**文本片段:**

1. http链接下载

一般能够在浏览器点击,然后自动触发浏览器弹出下载的就是http链接,右键下载位置,能够获取到下载链接。
这样下载的局限在于:

  1. 如果要下载大量碎小文件,需要一个一个点击链接,有可能还需要重命名。
  2. 能够点击即下载的位置不好找,往往需要登录等操作。
  3. 对于浏览器来说,一般有最大数据规模限制,比如最大只能下载4GB的单个文件。

下载方式—1 : 通过迅雷
这种http url的格式,对于多个数据来说,往往是有规律可循的,比如点击每个下载位置,右键复制下载链接

  1. http://apdrc.soest.hawaii.edu/erddap/griddap/hawaii_soest_c4f8_7ed4_2d75.nc?iicethic[(2006-01-01):1:(2006-12-31)][(-89.5):1:(89.5)][(0.0):1:(359.0)]
  2. http://apdrc.soest.hawaii.edu/erddap/griddap/hawaii_soest_c4f8_7ed4_2d75.nc?iicethic[(2007-01-01):1:(2008-12-31)][(-89.5):1:(89.5)][(0.0):1:(359.0)]

可以发现其中变化的就是时间和经纬度。根据这个规律完全可以自己生成这样的链接,生成你想要的时间和经纬度,然后统一复制,到迅雷中创建批量下载,粘贴即可。
下载方式—1 : 通过linux的命令wget -i
将生成的链接复制到一个文件中,然后在命令行中输入:

  1. wget -i 链接.txt

wget有非常强大的下载功能,有许多参数,如果需要更进一步使用,比如说递归下载,断点续传,ip代理等,如果需要就去网上查。

2. FTP下载

常用下载数据方式 - 图1
有的数据网站会提供ftp地址,比如像图中的BGC-Argo,有了这样的ftp服务器之后,下载数据就比较容易。直接用FileZilla等ftp软件连接服务器地址即可,如果网站没有提示用户名和密码,一般来说选择匿名连接即可。

**记录数据:**

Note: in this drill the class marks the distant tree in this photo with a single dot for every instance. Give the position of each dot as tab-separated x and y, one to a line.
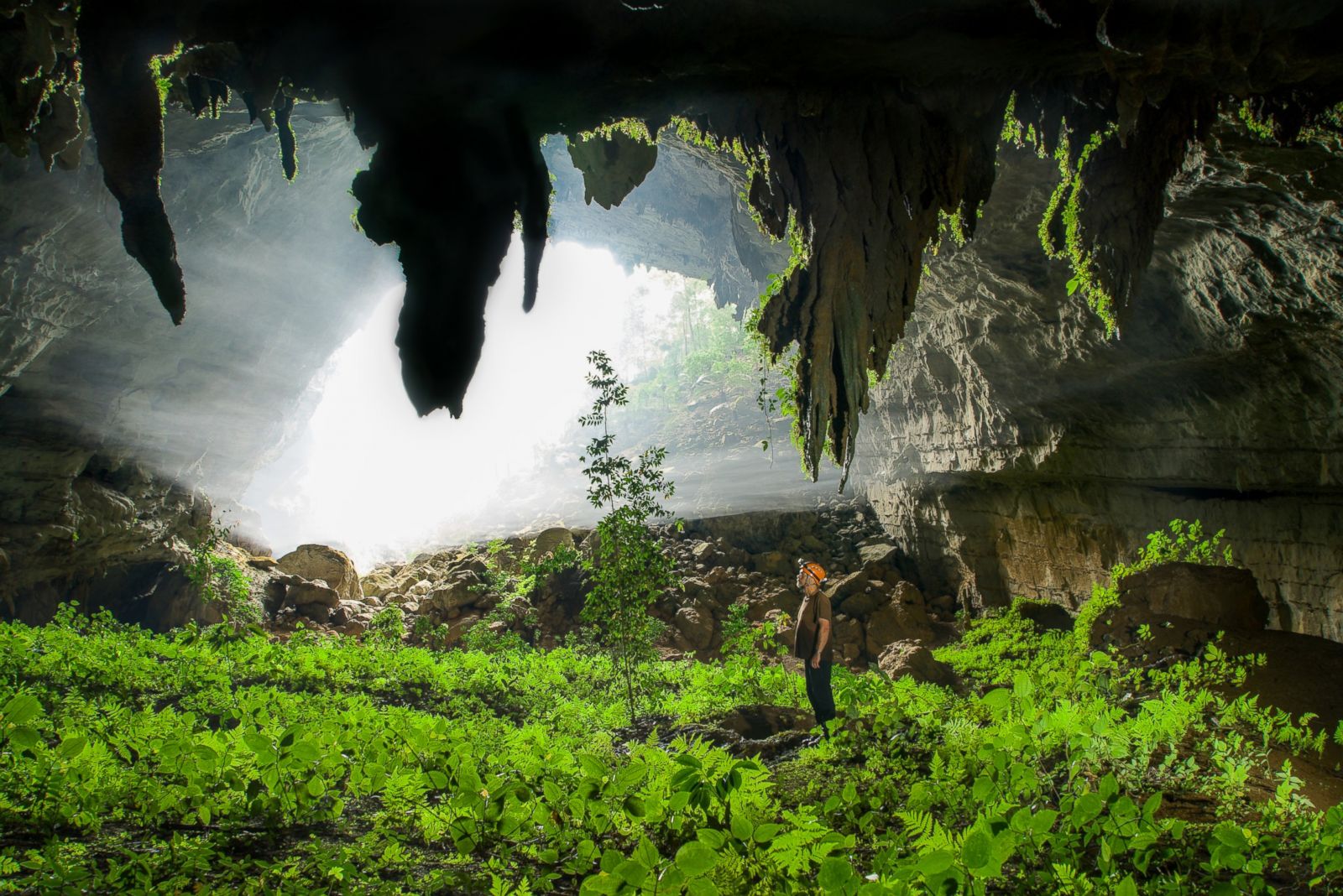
628	566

**任务要求:**
请根据上方的文本片段回答以下问题。
(a) 文中说浏览器下载单个文件一般有最大限制,举的例子是多大?
(b) 把生成的链接复制到文件后,要在命令行中输入什么命令?
(c) 如果网站没有提示用户名和密码,用FileZilla等ftp软件连接时一般选择哪种连接?

**完整作答:**
(a) 4GB。
(b) wget -i 链接.txt
(c) 匿名连接。